* Saved data entries

•••

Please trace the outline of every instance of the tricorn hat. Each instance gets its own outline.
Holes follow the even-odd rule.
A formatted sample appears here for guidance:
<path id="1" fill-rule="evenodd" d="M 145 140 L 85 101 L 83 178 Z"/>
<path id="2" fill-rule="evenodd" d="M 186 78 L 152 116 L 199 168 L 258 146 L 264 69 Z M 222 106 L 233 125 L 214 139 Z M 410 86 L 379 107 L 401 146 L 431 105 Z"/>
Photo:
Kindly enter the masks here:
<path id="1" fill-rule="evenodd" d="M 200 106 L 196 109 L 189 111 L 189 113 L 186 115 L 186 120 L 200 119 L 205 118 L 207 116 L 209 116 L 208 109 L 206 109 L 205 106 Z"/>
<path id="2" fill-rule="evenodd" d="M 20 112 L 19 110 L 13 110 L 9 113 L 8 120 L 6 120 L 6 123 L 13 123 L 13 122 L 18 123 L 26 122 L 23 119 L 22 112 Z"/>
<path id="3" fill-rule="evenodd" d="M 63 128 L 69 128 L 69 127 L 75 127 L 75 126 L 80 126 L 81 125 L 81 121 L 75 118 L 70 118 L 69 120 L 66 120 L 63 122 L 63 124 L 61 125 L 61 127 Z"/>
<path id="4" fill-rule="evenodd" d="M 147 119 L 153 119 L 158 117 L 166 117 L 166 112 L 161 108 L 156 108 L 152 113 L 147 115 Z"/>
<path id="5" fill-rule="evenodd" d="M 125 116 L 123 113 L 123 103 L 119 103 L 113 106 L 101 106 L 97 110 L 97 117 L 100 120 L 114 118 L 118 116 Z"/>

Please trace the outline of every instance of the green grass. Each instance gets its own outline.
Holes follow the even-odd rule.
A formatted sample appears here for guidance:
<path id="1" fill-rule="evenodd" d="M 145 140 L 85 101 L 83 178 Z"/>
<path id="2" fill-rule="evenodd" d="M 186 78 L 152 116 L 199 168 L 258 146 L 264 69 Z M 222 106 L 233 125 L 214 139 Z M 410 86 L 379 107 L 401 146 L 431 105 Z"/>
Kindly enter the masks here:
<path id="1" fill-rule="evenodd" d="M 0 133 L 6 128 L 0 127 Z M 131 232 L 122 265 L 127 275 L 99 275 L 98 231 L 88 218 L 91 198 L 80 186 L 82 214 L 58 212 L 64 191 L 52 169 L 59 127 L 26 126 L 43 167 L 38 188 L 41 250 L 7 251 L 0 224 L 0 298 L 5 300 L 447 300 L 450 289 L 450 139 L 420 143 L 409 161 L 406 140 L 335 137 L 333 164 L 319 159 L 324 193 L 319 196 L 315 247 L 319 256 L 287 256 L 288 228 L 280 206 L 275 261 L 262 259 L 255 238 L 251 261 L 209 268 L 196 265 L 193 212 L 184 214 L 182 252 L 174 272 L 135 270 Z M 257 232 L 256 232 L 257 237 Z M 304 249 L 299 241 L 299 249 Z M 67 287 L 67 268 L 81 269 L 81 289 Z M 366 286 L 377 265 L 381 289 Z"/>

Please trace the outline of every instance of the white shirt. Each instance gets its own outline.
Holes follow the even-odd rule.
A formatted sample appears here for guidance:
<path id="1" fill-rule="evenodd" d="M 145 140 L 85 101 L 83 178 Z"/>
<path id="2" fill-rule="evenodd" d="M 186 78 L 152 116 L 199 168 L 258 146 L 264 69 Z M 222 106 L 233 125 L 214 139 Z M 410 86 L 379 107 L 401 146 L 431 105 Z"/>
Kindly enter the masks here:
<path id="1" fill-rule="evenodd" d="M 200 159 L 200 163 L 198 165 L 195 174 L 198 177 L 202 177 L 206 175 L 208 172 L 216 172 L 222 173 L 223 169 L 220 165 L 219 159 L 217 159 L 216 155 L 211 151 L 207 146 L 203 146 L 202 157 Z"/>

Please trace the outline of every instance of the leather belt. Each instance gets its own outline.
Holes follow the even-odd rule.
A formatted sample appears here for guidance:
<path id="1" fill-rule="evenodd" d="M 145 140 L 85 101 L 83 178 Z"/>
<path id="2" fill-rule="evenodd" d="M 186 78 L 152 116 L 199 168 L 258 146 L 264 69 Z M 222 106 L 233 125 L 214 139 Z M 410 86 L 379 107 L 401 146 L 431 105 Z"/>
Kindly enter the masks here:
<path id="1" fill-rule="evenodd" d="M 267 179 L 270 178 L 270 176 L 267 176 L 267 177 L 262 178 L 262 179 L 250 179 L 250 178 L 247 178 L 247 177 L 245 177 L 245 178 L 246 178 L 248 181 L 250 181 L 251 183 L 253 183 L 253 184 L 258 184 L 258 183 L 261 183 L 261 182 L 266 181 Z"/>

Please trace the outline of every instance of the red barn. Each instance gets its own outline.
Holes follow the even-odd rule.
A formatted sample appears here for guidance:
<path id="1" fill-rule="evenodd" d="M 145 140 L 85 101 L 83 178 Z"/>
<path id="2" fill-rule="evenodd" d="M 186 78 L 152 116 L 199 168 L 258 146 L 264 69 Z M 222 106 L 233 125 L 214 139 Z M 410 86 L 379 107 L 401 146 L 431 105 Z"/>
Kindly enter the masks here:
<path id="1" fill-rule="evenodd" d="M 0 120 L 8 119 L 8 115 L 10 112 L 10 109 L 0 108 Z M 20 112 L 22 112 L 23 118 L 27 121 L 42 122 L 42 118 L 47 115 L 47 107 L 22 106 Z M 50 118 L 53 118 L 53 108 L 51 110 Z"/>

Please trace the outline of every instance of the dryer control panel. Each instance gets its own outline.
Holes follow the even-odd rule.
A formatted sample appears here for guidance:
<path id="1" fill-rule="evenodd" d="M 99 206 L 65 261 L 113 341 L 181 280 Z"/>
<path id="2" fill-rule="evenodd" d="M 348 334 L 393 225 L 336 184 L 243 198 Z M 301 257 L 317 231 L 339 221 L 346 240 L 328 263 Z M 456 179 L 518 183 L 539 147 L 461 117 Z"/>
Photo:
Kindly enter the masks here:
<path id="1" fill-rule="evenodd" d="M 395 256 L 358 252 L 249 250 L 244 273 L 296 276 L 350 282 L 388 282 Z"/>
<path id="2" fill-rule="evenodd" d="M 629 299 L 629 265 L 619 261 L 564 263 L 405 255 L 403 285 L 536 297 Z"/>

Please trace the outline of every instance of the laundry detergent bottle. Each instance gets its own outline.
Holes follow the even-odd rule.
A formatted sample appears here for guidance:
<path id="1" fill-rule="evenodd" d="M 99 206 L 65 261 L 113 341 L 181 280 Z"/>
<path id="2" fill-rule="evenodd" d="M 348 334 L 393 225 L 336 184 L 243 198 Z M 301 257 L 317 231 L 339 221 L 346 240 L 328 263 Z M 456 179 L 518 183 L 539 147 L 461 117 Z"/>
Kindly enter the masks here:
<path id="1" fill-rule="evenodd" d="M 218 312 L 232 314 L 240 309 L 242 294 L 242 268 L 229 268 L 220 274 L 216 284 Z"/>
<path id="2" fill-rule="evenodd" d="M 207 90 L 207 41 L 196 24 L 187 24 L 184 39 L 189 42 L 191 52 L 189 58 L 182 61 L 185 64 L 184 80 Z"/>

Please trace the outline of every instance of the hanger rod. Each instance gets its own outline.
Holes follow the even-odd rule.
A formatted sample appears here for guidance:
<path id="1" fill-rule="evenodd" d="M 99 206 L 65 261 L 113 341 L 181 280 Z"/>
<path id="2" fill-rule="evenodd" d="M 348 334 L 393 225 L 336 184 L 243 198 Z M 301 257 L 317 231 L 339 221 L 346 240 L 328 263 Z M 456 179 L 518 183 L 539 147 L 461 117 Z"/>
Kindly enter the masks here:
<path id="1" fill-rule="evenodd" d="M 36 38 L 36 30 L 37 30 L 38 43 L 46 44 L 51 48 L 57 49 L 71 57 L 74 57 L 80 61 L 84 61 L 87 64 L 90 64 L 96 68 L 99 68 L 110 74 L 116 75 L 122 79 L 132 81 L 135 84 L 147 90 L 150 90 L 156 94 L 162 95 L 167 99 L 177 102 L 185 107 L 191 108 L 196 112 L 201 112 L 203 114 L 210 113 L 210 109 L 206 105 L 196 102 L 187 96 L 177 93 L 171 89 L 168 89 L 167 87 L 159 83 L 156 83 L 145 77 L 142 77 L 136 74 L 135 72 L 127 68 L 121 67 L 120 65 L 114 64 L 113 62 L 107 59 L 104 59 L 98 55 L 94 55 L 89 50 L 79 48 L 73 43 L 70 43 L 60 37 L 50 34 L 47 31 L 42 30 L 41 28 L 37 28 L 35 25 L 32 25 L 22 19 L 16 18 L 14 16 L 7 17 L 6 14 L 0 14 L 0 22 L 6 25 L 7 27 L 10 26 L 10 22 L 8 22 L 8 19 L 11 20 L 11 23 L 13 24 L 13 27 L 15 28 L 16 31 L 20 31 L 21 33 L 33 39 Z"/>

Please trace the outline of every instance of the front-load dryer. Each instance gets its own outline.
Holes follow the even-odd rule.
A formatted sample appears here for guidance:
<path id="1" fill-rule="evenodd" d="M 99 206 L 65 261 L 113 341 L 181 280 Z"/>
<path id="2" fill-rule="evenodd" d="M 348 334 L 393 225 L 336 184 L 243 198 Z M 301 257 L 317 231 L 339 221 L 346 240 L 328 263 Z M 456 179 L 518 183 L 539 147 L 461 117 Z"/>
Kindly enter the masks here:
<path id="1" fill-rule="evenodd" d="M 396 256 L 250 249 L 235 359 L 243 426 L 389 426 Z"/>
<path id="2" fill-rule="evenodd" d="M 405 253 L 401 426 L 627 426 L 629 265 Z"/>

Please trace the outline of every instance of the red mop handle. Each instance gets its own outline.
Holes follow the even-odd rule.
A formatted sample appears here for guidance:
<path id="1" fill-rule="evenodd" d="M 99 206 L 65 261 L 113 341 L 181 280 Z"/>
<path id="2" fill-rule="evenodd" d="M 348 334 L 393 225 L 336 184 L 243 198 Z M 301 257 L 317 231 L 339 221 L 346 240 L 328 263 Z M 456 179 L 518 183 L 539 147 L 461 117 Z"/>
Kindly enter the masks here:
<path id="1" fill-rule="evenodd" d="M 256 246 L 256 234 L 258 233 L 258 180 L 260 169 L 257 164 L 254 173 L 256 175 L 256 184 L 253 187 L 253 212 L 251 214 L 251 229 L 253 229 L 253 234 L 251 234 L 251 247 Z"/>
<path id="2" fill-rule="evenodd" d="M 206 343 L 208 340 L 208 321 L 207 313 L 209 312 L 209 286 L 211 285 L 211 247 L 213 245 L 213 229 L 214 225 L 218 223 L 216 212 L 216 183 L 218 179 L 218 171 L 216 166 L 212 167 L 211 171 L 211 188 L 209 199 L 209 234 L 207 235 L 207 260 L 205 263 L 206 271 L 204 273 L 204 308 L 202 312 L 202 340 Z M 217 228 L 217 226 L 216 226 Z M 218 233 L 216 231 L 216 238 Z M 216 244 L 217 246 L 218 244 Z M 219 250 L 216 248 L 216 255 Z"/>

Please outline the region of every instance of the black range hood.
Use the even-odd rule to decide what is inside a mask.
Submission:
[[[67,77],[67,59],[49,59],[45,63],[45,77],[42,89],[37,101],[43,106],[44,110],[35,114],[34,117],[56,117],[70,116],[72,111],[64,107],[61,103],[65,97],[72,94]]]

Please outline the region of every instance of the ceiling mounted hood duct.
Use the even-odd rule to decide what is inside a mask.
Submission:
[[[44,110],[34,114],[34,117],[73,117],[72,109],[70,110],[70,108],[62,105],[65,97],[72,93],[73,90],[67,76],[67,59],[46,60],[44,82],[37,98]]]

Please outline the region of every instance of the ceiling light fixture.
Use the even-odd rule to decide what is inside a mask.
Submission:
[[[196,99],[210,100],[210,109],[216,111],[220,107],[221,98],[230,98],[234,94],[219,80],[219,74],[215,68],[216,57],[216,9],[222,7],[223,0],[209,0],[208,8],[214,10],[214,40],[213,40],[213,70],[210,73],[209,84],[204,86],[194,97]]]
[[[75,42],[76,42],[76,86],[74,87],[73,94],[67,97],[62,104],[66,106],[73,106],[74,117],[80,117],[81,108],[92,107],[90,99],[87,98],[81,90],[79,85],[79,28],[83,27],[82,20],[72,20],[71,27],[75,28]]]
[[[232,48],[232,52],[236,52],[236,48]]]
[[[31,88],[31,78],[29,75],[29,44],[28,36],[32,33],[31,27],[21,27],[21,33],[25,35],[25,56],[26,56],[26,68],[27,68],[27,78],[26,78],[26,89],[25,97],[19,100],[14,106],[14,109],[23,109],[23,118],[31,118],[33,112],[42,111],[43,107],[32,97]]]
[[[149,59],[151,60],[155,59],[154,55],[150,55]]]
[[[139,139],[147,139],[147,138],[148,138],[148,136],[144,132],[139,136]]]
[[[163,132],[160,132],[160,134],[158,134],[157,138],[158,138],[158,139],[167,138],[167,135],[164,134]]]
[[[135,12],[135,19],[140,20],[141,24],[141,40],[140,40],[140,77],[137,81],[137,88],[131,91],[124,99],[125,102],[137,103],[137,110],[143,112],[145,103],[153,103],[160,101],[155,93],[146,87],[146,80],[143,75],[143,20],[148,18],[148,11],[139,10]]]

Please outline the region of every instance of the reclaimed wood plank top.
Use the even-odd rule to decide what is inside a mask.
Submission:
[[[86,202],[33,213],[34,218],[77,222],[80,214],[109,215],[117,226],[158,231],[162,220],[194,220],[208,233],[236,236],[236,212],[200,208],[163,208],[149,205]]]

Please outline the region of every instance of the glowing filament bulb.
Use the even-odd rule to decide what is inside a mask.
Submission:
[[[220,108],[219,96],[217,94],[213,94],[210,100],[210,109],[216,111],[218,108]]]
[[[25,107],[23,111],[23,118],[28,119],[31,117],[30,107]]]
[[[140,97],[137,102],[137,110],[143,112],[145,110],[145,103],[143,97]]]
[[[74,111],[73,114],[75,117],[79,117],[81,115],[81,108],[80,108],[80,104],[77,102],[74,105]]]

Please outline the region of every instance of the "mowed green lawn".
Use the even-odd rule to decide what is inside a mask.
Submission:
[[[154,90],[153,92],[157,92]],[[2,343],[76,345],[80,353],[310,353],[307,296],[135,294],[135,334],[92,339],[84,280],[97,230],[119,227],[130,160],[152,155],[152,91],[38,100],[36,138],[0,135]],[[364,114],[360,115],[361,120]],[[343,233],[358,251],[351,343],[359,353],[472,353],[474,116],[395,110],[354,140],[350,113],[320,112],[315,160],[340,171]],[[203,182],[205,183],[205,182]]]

•••

* Problem to solve
Reproduce each line of the records in which the word "hood" appears.

* Exercise output
Please outline the region of every instance of the black range hood.
Please outline the region of every instance of the ceiling mounted hood duct.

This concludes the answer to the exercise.